What you have to do: Scan the records below for the word "water". Copy each line where it appears.

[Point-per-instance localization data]
★ ★ ★ ★ ★

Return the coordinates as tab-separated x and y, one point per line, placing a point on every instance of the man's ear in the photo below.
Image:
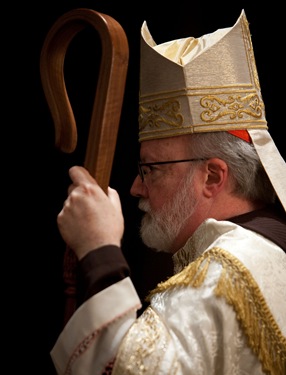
217	176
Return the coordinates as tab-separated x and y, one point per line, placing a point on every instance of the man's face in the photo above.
167	193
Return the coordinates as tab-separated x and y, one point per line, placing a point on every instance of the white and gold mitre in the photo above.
206	84
199	85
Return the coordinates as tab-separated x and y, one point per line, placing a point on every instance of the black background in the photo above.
34	177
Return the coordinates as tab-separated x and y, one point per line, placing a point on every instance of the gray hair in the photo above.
246	171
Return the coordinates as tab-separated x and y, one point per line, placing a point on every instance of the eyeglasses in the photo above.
143	171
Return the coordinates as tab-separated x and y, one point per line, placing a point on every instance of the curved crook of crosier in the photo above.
109	94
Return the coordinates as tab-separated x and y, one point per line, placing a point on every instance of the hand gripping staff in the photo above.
106	109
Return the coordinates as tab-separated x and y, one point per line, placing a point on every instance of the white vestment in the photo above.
223	312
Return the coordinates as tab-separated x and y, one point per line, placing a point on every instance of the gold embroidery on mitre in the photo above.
153	116
233	107
145	347
240	290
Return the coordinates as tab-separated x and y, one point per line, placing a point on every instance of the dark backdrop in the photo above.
35	172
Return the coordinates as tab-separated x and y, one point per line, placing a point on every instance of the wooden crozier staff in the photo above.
106	109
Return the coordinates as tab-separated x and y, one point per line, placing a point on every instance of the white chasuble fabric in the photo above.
222	313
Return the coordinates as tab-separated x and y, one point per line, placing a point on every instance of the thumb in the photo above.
114	198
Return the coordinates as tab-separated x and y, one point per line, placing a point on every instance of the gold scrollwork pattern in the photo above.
234	107
145	347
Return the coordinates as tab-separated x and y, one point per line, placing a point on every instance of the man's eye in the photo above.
146	169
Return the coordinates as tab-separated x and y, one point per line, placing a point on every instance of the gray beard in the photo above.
159	229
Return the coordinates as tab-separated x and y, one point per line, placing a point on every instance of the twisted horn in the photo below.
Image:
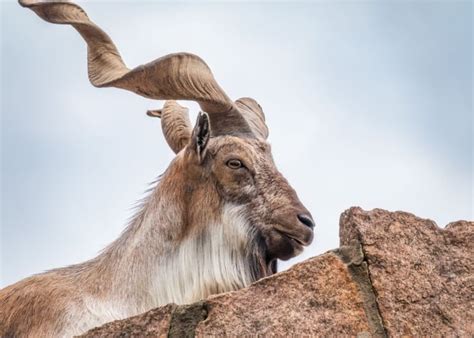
175	124
253	114
180	76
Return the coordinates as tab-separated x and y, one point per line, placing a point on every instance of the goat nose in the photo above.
306	220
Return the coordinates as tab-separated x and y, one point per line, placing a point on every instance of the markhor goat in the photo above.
218	219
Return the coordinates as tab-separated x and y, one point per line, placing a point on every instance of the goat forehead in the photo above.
251	147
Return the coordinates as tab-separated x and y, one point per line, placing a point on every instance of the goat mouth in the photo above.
300	243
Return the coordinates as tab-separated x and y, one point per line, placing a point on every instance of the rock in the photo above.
154	323
394	274
422	275
317	297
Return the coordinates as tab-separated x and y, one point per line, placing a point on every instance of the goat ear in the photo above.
201	135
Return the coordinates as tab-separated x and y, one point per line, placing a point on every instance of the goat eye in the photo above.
234	164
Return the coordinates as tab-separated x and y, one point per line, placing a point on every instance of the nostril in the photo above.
306	220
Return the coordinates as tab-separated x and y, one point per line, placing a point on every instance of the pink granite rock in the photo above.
423	275
394	274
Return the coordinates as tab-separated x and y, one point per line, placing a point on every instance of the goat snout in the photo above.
307	220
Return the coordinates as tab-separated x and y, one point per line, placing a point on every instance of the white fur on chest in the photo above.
210	262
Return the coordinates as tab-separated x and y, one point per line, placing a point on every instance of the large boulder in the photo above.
394	274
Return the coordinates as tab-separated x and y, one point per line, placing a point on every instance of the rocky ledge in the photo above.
394	275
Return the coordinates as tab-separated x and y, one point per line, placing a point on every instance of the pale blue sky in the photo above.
368	103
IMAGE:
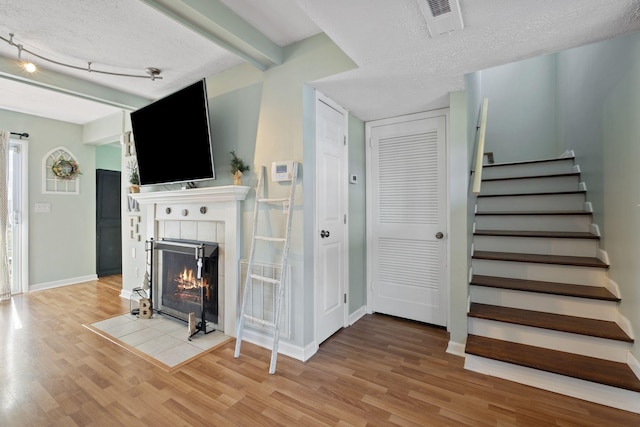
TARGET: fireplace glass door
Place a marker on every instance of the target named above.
(186, 279)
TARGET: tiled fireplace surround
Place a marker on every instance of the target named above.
(211, 214)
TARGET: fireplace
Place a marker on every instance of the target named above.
(185, 280)
(208, 214)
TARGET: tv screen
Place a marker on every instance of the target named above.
(172, 138)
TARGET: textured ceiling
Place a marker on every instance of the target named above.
(400, 68)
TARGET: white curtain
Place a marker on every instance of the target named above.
(5, 278)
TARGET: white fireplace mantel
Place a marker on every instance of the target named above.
(218, 204)
(194, 195)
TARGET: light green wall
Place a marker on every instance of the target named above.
(459, 254)
(601, 123)
(61, 242)
(261, 115)
(522, 109)
(357, 217)
(108, 157)
(596, 91)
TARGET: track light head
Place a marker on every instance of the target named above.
(151, 72)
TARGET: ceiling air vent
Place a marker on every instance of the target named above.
(443, 16)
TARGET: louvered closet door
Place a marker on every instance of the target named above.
(407, 213)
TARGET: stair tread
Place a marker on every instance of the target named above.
(555, 175)
(535, 213)
(530, 233)
(615, 374)
(541, 193)
(541, 259)
(527, 162)
(565, 289)
(552, 321)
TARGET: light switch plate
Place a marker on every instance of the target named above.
(42, 207)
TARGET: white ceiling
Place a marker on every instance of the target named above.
(400, 68)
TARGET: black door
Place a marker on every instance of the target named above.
(108, 223)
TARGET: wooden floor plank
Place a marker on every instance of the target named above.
(380, 371)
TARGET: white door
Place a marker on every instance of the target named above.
(18, 216)
(331, 229)
(406, 206)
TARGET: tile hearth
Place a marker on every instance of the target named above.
(162, 340)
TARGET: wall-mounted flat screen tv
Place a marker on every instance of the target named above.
(172, 138)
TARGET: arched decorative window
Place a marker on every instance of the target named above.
(60, 172)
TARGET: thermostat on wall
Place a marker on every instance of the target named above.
(282, 171)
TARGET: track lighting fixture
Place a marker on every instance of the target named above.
(150, 72)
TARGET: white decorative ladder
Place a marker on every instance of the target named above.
(278, 284)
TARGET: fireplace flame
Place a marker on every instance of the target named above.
(187, 280)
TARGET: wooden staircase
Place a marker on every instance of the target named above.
(542, 310)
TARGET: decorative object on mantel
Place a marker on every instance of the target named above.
(60, 172)
(237, 168)
(134, 176)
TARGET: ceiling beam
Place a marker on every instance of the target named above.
(219, 24)
(61, 83)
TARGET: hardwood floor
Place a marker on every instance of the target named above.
(380, 371)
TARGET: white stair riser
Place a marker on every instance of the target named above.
(553, 340)
(598, 393)
(558, 304)
(580, 223)
(589, 276)
(531, 185)
(528, 169)
(535, 203)
(537, 245)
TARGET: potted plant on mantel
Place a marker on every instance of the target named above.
(134, 177)
(237, 168)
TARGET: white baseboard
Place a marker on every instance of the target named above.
(266, 341)
(567, 154)
(456, 348)
(580, 389)
(64, 282)
(357, 315)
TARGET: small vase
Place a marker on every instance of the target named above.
(237, 178)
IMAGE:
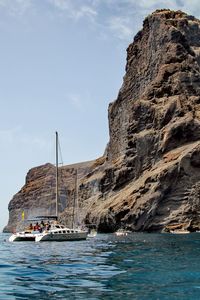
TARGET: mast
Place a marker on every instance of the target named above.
(74, 215)
(56, 174)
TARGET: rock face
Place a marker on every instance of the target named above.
(149, 176)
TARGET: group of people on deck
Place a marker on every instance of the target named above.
(39, 227)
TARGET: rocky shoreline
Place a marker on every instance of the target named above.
(149, 175)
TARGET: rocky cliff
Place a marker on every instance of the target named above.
(149, 176)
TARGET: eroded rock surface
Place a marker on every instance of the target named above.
(149, 176)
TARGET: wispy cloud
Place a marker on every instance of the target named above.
(121, 28)
(16, 136)
(75, 101)
(16, 7)
(75, 9)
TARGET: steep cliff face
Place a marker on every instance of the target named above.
(149, 175)
(152, 175)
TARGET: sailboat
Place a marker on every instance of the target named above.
(54, 231)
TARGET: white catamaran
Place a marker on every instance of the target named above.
(54, 231)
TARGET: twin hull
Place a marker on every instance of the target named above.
(76, 235)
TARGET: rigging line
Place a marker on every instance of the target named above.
(60, 152)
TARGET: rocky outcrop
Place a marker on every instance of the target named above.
(149, 176)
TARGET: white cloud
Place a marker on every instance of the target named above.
(16, 7)
(121, 28)
(75, 9)
(16, 136)
(75, 101)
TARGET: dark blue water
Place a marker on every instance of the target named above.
(140, 266)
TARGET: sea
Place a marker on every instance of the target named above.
(137, 266)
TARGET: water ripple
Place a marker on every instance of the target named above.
(140, 266)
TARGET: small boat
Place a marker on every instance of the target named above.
(92, 233)
(54, 231)
(58, 233)
(179, 231)
(122, 232)
(23, 236)
(181, 228)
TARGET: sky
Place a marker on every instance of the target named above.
(61, 63)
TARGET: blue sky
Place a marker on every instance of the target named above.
(61, 63)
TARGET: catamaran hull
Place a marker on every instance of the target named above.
(58, 237)
(22, 238)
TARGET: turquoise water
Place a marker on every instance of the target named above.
(140, 266)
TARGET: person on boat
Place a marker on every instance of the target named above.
(37, 227)
(48, 226)
(30, 226)
(42, 226)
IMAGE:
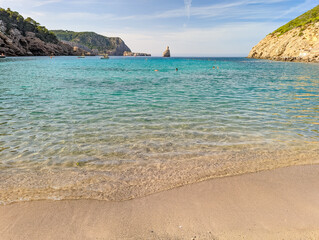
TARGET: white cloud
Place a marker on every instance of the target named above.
(188, 4)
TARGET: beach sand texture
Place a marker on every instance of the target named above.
(277, 204)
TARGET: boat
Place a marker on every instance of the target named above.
(105, 56)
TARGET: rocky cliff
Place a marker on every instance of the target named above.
(132, 54)
(25, 37)
(93, 42)
(298, 40)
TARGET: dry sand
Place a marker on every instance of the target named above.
(277, 204)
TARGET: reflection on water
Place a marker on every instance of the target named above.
(117, 125)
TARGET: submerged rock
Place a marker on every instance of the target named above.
(167, 52)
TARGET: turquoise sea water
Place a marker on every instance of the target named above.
(116, 129)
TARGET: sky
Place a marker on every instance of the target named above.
(213, 28)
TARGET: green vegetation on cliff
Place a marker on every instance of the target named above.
(13, 19)
(311, 16)
(92, 40)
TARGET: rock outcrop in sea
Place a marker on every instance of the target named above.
(133, 54)
(25, 37)
(93, 42)
(298, 40)
(167, 52)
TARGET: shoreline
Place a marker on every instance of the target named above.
(273, 204)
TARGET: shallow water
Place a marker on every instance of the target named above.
(116, 129)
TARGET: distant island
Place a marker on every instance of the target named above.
(297, 40)
(26, 37)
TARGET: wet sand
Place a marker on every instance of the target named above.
(277, 204)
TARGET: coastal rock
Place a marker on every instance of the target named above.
(167, 52)
(300, 43)
(93, 43)
(16, 41)
(132, 54)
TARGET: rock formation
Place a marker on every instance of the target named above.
(132, 54)
(296, 41)
(93, 42)
(25, 37)
(167, 52)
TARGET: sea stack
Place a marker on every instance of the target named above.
(167, 52)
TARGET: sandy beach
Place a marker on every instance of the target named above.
(277, 204)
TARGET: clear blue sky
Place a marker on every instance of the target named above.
(189, 27)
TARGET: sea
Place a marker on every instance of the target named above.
(127, 127)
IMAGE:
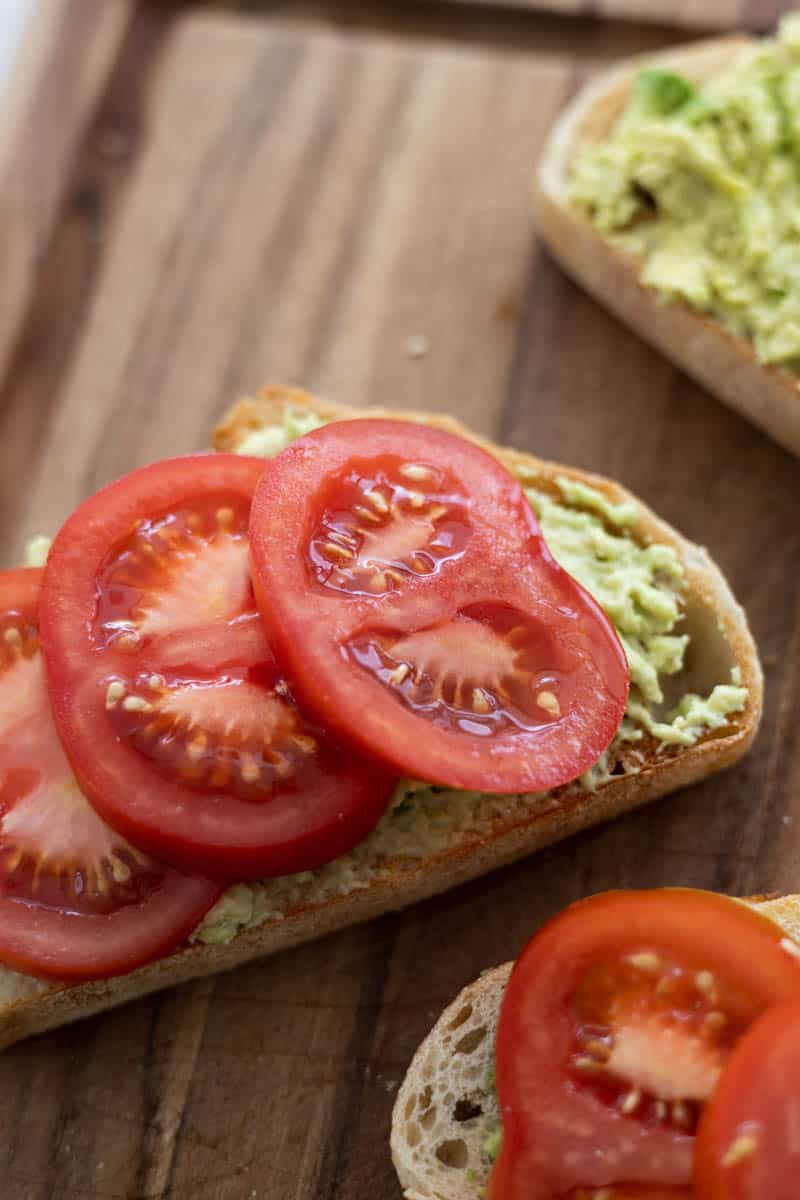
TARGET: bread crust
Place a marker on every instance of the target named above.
(485, 996)
(723, 363)
(470, 855)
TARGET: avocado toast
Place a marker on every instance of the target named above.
(693, 709)
(667, 189)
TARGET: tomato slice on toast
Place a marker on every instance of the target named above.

★ ★ ★ ★ ★

Result for this exercise:
TARGET: dark blue water
TARGET: water ripple
TARGET: turquoise water
TARGET: reflection on water
TARGET: turquoise sea water
TARGET: shallow water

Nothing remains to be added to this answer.